• _Directions_:
(A) Rewrite the paragraph of the process physics page that begins "It is possible to demonstrates Process Physics' velocity field formalism" as a short bulleted list that keeps its main facts.
(B) Using the process physics page, decide whether each statement agrees with it, and support each yes or no with the deciding words from the page: (i) When run on a computer, the program remembers all of its past iterations. (ii) The velocity field formalism requires invoking the idea of a fluid that flows. (iii) The Gaussian equation is described as a form of Newton's inverse square law.
(C) Write a continuation of the process physics page, starting from the point at which it stops.

User:Quantim/Process Physics

(Extracted from http://wiki.mindcloud.org/wiki/Quantim/Process_Physics ;-D)

here are some papers bout this:
[Quantum Cosmology: No Dark Matter, Dark Energy nor Accelerating Universe] [3-Space: A Review]

now here's me wanking on about it

This here is an iterative equation that generates a 3-dimensional structure over repeated time-like iterations:
$\mathbf{B}_{ij}\rightarrow \mathbf{B}_{ij} -\alpha (\mathbf{B} + \mathbf{B}^{-1})_{ij} + \omega_{ij},\quad i,j = 1,2\dots,2N;N\rightarrow \infty$

the $\mathbf{B}_{ij}$ represents the ith row and jth column of a matrix $\mathbf{B}$ , $α$ is a constant, and $ω$ is a wiener random variable. This model for how reality evolves is a hell of a lot like the math used to model Neural Networks. Essentially this equations is modelling the universe as information. Conceptually each element $\mathbf{B}_{ij}$ represents the strength of a connection between two nodes i and j of this network - a connection that is relational information in nature and a strength of correlation need not be determined by the distance between - ala quantum teleportation & the instantaneous transfer of information.

When run with a computer, this program successfully models time with a

finite past - the program will only remember some of its past iterations
present moment effect - whatever the current time-like iteration is
a future that is stochastically modelled - both a perfectly deterministic term & a random term

There's a bunch of philosophical wank underpinning the motivation to bother generating a 3-D space and an iterative time, to do with [[Wikipedia:Gödel's_incompleteness_theorems#Second_incompleteness_theorem | Goedel's incompleteness theorem] and the inherently geometric nature of modelling time as a line, among other things.

3-Space Velocity Field Formalism of Gravity

It is possible to demonstrates Process Physics' velocity field formalism of gravity without referring to the underlying theoretical arguments which gave rise to the formalism. However, one must invoke the idea of a 'fluid' that flows - this is akin to many pre-Einsteinian physicists conception of gravity - i believe even of Newton himself. This fluid is similar conceptually to the old 'aether' theories, however there is a subtle but by no means trivial difference between them. Rather than an 'aether' being a fluid flowing through space, we say space itself has a structure which can be modelled as a 3-dimensional fluid. Conceptually this is quite similar to MODELLING space & time as a combined construct known as space-time which itself has internal structure. No accuracy of the ontology of either of these points of view is necessary when introducing the mathematics. The trick is whether it works.

One starts with this equation for the newtonian gravitational field (i.e. 'acceleration field') equation, a vector calculus (i.e. fancy) form of Newton's inverse square law:
$\nabla.\vec{g}(\vec{r},t) = -4\pi G\rho$
This is known as the Gaussian form of Newton's so-called 'universal' law of gravitation. This $\vec{g}(\vec{r},t)$ is the gravitational acceleration, acceleration of course being the time derivative of a velocity, i.e.

• _Provided information_:
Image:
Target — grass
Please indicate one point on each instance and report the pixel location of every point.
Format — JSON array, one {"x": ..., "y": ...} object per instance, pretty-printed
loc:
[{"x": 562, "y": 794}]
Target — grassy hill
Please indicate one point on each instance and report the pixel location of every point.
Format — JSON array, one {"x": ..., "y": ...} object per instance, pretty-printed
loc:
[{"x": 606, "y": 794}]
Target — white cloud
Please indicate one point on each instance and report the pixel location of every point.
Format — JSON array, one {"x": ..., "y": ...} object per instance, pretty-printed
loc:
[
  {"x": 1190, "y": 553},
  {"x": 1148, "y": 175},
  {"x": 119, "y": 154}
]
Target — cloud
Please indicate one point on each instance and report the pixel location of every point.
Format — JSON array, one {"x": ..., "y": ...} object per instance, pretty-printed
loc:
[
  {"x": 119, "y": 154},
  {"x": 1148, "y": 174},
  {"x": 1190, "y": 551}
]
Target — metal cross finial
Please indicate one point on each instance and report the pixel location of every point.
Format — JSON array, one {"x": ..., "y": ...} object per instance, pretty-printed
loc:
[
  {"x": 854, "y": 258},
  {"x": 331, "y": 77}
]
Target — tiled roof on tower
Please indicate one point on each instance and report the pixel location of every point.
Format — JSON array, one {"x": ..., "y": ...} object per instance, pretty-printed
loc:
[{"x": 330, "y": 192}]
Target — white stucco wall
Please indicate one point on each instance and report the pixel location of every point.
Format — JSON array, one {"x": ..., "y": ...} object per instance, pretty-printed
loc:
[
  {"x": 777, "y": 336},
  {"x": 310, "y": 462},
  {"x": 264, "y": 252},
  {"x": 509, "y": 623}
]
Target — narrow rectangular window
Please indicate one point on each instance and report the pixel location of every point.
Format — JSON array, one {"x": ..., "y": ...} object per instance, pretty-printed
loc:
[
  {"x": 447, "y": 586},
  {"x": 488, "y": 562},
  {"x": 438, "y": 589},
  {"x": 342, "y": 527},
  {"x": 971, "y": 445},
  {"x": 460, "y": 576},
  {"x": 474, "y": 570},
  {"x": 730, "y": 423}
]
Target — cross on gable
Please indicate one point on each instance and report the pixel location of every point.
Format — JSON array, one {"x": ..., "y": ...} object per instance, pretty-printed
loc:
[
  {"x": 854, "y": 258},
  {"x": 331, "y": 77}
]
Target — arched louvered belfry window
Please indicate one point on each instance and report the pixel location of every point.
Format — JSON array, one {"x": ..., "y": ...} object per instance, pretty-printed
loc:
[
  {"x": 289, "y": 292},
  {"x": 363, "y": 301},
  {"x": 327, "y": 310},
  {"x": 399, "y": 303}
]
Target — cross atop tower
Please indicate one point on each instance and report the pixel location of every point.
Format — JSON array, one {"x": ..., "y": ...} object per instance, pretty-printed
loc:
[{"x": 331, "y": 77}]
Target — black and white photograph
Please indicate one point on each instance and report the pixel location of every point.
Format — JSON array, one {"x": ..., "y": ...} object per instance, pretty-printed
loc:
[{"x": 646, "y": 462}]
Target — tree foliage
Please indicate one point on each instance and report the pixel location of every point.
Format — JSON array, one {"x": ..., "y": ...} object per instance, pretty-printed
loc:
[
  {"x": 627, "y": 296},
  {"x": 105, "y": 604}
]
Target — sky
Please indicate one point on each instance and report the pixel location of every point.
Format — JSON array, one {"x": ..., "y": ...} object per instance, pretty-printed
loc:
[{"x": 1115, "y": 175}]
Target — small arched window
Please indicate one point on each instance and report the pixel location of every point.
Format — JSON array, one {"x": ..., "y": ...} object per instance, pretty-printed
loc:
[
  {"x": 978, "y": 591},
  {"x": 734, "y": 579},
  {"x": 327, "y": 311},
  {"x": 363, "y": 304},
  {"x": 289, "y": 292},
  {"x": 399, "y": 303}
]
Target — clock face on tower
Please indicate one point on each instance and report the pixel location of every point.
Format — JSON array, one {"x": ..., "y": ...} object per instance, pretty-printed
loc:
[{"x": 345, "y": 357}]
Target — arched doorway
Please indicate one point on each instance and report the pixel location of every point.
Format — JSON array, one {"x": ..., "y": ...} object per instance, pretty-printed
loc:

• _Answers_:
(A)
- Process Physics' velocity field formalism of gravity can be shown without the theoretical arguments behind it.
- It does require the idea of a flowing "fluid," similar to how many pre-Einsteinian physicists, possibly including Newton, thought of gravity.
- The idea resembles the old "aether" theories, with an important difference: instead of an aether flowing through space, space itself has a structure that can be modeled as a 3-dimensional fluid.
- This is conceptually close to modeling space and time as a combined space-time with internal structure.
- Introducing the mathematics does not depend on either view being ontologically accurate; what matters is whether it works.

(B)
(i) No: "the program will only remember some of its past iterations"
(ii) Yes: "one must invoke the idea of a 'fluid' that flows"
(iii) Yes: "a vector calculus (i.e. fancy) form of Newton's inverse square law"

(C)
$\vec{g}(\vec{r},t)=\frac{d\vec{v}}{dt}$
However, in fluids this description of acceleration is incomplete. so that:

$\frac{d\vec{v}}{dt} \rightarrow \frac{\partial\vec{v}}{\partial t}$

There is an additional term in total acceleration, namely $\vec{v}.\nabla.\vec{v}$ , which wikipedia notes as: the effect of time independent acceleration of a fluid with respect to space. This can easily be obtained from the definition of the derivative (ergh, limits), along with the knowledge that if a body is moving at velocity $\vec{v}(\vec{r},t)$ over a small time interval $d t$ then the distance travelled is $dr=\vec{v}(\vec{r},t).dt$ . The total time derivative of the velocity is then:
$\vec{g}(\vec{r},t) = \lim_{dt \rightarrow 0} \frac{\vec{v}(\vec{r}+\vec{v}(\vec{r},t)dt,t+dt)- \vec{v}(\vec{r},t)}{dt}$
which if you chug out the terms then we end up with what is known as convective derivative, amongst many other names.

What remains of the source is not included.